------ Supplied data ------

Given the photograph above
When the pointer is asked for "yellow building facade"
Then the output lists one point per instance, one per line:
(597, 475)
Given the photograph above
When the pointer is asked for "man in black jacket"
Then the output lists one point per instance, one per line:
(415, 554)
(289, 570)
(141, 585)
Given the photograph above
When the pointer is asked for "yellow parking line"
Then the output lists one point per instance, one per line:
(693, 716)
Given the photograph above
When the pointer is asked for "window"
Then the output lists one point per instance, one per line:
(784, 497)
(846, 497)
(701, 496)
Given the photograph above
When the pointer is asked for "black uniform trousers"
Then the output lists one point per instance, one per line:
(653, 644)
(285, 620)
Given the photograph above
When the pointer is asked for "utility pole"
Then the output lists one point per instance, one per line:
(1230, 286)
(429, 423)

------
------ Supplied data ------

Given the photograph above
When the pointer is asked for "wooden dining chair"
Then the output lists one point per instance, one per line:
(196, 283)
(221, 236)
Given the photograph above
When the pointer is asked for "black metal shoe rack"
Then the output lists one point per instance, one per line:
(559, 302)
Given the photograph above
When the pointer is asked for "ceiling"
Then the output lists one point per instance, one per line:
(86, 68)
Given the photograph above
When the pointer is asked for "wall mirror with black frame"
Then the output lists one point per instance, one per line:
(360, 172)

------
------ Supplied data ------

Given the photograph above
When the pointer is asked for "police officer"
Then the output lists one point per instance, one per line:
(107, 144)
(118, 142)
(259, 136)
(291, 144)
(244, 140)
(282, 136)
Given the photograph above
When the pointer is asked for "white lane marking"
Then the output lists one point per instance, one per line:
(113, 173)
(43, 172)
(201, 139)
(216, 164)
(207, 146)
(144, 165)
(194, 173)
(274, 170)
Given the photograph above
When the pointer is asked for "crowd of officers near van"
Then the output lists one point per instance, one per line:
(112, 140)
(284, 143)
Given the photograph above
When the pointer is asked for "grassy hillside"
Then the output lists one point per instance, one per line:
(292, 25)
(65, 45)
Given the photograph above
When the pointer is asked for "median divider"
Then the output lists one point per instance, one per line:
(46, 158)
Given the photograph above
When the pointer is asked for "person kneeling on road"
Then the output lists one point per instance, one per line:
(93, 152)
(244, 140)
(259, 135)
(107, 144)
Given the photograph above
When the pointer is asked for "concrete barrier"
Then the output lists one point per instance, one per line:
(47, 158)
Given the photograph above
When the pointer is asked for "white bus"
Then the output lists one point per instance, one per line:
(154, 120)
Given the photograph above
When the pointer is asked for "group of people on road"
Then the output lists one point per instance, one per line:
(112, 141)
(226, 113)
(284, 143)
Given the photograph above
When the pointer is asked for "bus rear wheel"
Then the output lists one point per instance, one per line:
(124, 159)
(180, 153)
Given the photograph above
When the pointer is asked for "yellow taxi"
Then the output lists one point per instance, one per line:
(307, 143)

------

**Aim**
Count the lines in the data above that contain the word "black". Reply with the number alone.

**Task output**
4